▸ Your instructions: Continue the interview about benchmarking below, picking up right after its final sentence.

** begin Extract to read **

What can we learn from that?

Laura Longmire:

When you want to use benchmarking, always involve the people who are doing the work. Otherwise, you will never really understand how the work is already being done, and when you are ready to implement your recommendations, they'll be perceived as just one more management diktat. That disempowers people. The second thing is to arrange for the people who own the budget to sponsor the study up front. If the people who are doing the benchmarking do not own the budget and it ends up requiring additional resources in terms of time, people, or capital, you may not get implementation because they'll say, "We don't have the money," or they'll deny the findings.

Another myth is the belief, often held by executives, that benchmarking is a quick fix for anything. They think you can benchmark a process, implement a change, and show results in two weeks. A good benchmarking study will take a team of five to seven people, working a third of their time, six to nine months before it's completed and implemented. It's not a two-week effort.

A further myth is all that's required to do benchmarking is to make a trip or conduct a visit. That's what we call "industrial tourism" or "trip fever." You're going to see things, but you're probably not the right person to make a change. Furthermore, you'll make the visit without having anything to share with your partner.

Something I find in a lot of companies is they think the only way you can benchmark is to make a site visit. There are over 5,000 electronic databases containing doctoral theses, process information, engineering institutes, conference proceedings, all accessible through public domain research. You can often make process improvements resulting from information you can find through research. Experts in benchmarking will tell you a lot of benchmarking can be accomplished through secondary research.

The win-win dimension of benchmarking really sets it apart from other management practices that are more protective of a company's competitiveness. What is it about the partnering process in benchmarking that makes openness and sharing acceptable?

** end Extract to read **
** begin Supplied entries **

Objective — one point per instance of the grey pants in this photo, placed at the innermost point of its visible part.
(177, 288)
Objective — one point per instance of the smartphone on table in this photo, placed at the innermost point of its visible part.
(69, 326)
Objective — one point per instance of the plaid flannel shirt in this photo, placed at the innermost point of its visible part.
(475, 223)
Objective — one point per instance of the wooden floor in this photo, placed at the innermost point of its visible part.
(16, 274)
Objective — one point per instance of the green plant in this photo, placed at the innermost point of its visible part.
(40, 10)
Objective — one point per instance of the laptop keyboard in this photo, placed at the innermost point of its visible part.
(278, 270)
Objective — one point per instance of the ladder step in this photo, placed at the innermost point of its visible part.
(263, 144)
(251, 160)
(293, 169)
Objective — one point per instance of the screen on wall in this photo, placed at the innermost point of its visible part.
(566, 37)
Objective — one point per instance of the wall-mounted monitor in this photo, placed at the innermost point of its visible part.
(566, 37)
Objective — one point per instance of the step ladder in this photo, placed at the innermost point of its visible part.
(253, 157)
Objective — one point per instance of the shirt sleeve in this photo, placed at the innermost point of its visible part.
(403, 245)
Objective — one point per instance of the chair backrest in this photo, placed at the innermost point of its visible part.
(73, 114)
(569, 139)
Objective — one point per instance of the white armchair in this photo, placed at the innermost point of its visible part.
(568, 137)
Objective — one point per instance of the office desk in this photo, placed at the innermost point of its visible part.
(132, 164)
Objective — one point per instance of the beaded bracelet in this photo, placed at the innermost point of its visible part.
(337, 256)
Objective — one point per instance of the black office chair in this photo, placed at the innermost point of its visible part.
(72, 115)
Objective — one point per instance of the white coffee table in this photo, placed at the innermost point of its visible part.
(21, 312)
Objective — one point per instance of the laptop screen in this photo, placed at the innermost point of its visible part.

** end Supplied entries **

▸ Exercise answer:
Laura Longmire:

People often think, "If you're so good, why would you share with me?" When I call a company, they know I've done my homework and in a way, I am appealing to their ego. What I'm really telling them is they have demonstrated a world class best practice. When I ask to share in your knowledge, that's a validation you're doing the right thing. If I am a good partner, I'm going to share with you how I do work as well. Even if the process I want to benchmark isn't one of my best, I wouldn't be in business if I wasn't doing some things right. I will say to a potential partner, "There might be one or two steps within my process you haven't thought about doing and you could use to improve your process and maintain your leadership position."

If there's nothing you can learn from my process, I can always reciprocate by offering another opportunity to benchmark somewhere else within my company. For example, I may ask to benchmark their product design process, which may not be one of my strengths. On the other hand, I may be world class in procurement systems. I could offer you the opportunity to benchmark my procurement process. They may say we've been thinking about doing acquisition but we've never done it before, so we'd like to talk to someone in your acquisition department in a couple of months.

It sounds as if people coordinating benchmarking processes within an organization need to become internal ambassadors.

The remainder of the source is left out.